**Action item:**
When copying the data, keep every line exactly the same.

*** Begin section ***

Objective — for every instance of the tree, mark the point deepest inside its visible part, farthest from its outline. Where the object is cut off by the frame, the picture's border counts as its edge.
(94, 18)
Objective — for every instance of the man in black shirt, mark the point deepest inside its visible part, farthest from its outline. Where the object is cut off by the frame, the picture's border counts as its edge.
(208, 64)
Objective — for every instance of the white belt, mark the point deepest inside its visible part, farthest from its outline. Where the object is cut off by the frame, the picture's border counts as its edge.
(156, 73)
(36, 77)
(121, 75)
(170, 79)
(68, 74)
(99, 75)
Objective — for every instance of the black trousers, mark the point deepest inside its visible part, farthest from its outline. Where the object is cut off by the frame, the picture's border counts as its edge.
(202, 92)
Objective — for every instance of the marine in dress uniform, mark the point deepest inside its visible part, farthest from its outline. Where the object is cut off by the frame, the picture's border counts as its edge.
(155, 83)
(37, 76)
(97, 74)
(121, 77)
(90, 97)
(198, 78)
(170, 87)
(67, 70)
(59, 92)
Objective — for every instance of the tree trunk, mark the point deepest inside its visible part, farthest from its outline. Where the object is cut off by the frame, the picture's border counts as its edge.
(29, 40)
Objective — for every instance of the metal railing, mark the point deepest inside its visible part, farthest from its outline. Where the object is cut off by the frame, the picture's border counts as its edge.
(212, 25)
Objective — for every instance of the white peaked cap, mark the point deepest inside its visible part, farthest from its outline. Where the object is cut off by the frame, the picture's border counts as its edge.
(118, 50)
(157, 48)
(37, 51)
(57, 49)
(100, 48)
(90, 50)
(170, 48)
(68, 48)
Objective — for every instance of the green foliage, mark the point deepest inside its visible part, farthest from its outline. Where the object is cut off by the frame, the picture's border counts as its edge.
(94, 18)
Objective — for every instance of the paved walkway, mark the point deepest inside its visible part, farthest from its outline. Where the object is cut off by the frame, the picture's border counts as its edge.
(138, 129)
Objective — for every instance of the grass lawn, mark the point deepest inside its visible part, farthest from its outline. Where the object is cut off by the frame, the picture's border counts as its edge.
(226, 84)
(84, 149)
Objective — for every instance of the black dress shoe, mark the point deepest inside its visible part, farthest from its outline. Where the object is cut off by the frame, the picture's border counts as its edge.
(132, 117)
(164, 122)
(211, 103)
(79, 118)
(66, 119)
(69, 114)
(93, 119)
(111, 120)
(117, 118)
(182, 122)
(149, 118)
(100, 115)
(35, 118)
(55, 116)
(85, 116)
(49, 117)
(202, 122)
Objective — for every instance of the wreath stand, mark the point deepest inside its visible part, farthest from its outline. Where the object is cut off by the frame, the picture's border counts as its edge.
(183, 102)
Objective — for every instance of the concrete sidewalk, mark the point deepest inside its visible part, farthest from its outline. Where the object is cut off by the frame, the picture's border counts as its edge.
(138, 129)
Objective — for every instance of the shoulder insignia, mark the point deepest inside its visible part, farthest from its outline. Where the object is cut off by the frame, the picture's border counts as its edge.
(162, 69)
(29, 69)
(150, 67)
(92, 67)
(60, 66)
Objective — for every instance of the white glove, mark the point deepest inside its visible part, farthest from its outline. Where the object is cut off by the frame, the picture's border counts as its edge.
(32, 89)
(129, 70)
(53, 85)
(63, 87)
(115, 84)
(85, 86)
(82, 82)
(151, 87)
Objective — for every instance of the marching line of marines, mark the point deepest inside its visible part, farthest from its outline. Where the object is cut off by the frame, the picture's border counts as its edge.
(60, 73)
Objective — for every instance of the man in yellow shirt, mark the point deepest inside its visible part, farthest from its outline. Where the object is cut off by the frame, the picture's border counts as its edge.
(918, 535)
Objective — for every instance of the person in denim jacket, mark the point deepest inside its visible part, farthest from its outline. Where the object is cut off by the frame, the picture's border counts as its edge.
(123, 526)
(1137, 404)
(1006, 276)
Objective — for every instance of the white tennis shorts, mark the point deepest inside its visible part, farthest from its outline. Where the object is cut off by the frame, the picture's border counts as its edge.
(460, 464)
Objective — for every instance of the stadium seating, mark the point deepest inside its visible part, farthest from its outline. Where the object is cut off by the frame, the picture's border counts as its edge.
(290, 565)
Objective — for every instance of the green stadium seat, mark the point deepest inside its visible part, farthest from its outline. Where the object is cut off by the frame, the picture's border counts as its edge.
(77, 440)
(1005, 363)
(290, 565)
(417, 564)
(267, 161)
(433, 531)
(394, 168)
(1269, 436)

*** End section ***

**Reply:**
Objective — for every instance of the tree, mark the point deepest inside its visible part, farthest from its outline. Where the object is cut off by the frame, the picture's border counts as its edge.
(94, 18)
Objective — for every instance of the man in black shirt, mark the point deepest inside its visible part, farthest from its outline. Where the object is cut off by the frame, the picture's border counts as its edge.
(208, 64)
Objective — for every instance of the white belt, mark the point deepest inside its visible part, farthest from its outline. Where the object is cut off by the frame, the picture's border counts as its edge.
(156, 73)
(36, 77)
(121, 75)
(170, 79)
(68, 74)
(99, 75)
Objective — for every instance of the black trousers, mark the point deepest inside its visible part, farthest from its outline. Where the object is cut off by the frame, the picture's border counts as its edge.
(202, 92)
Objective — for every instance of the marine in dress uniform, mark the point deepest inside its visible part, farthest from its outline. Where the object is cut off by the frame, the picture's border counts as its edge.
(155, 83)
(37, 76)
(97, 74)
(121, 77)
(90, 97)
(198, 78)
(170, 87)
(67, 70)
(59, 92)
Objective — for every instance of the tree trunk, mark the point deepest inside its visible part, farthest from its outline. Where the object is cut off by the frame, the picture's border counts as its edge.
(29, 40)
Objective — for every instance of the metal railing, mark the point deepest inside its visible part, farthest from its outline. Where the object is cut off by the frame, the picture's border counts as its edge.
(212, 25)
Objective — for every instance of the white peaked cap, mark the point deepest inside its visible part, farthest from its outline. Where the object is cut off by the frame, the picture's border counts as its edge.
(118, 50)
(157, 48)
(37, 51)
(57, 49)
(100, 48)
(90, 50)
(170, 48)
(68, 48)
Objective — for every instance of the green foliage, mark the point deepest inside its visible part, farthest from its outline. Where the object is cut off by the frame, the picture's border counts as its edge.
(94, 18)
Objective — for every instance of the paved walkway, mark the point deepest inside its visible part, farthest from its outline. Where the object is cut off by the frame, the picture's border counts as its edge.
(138, 129)
Objective — for every instance of the grass lawn, mark the point deepest inside its visible part, farthest from its outline. Where the object is cut off by the frame, the picture's border counts as its edge.
(226, 84)
(84, 149)
Objective — for every instance of the black dress shoe, mark the point deepest inside its visible part, farthest from its outline. Where the object is cut off by the frame, the picture's border counts as its edge.
(132, 117)
(164, 122)
(211, 103)
(79, 118)
(66, 119)
(69, 114)
(93, 119)
(111, 120)
(117, 118)
(182, 122)
(149, 118)
(100, 115)
(35, 118)
(55, 116)
(85, 116)
(49, 117)
(202, 122)
Objective — for every instance of the wreath stand, mark the point deepest inside its visible part, farthest from its outline. Where the object is cut off by the frame, the picture's border counts as its edge.
(183, 102)
Objective — for every instance of the concrete sidewalk, mark the point deepest inside its visible part, farthest from its outline. Where the object is cut off by the frame, the picture's border counts as its edge.
(138, 129)
Objective — for every instance of the shoulder insignia, mark the point deepest inside its visible part, farthest from its outline. Where the object is cut off by the frame, the picture's border counts as its edge.
(162, 69)
(29, 69)
(150, 67)
(92, 67)
(60, 66)
Objective — for every instance of the white glove, mark the point deepest inside its visible part, farthest from its outline. Where the object is cut off by the frame, the picture's border counts as its edge.
(32, 89)
(129, 70)
(53, 85)
(63, 87)
(115, 84)
(85, 86)
(82, 82)
(151, 87)
Objective — for every instance of the marching line of marines, mark the point deepest inside its visible part, farthest from its outline. Where the object is cut off by the frame, the picture's border counts as its edge.
(60, 73)
Objective — for every instance of the man in yellow shirt, mark the point deepest inside its visible part, farthest from its outline. Where the object is cut off by the frame, the picture's border counts as its edge.
(918, 535)
Objective — for every instance of the person in denim jacket, mark the point deepest inside its visible part, farthest from its outline. Where the object is cut off by the frame, the picture's border counts as its edge.
(123, 526)
(1137, 404)
(1006, 276)
Objective — for every instance of the white tennis shorts, mark the point deepest inside its visible part, farthest from its outline. Where the object is cut off by the frame, the picture's border counts as its edge.
(460, 464)
Objective — for every instance of the stadium seating, mark the point deepest inside its visible part, farthest from its outline. Where the object is cut off by the frame, the picture's border counts as its edge.
(290, 565)
Objective — for every instance of the green stadium seat, mark the point deepest inside its visible part, farthest from its outline. Where the object is cut off by the frame, the picture's border counts as its edge.
(77, 440)
(1005, 363)
(290, 565)
(417, 564)
(267, 161)
(433, 531)
(394, 168)
(1269, 436)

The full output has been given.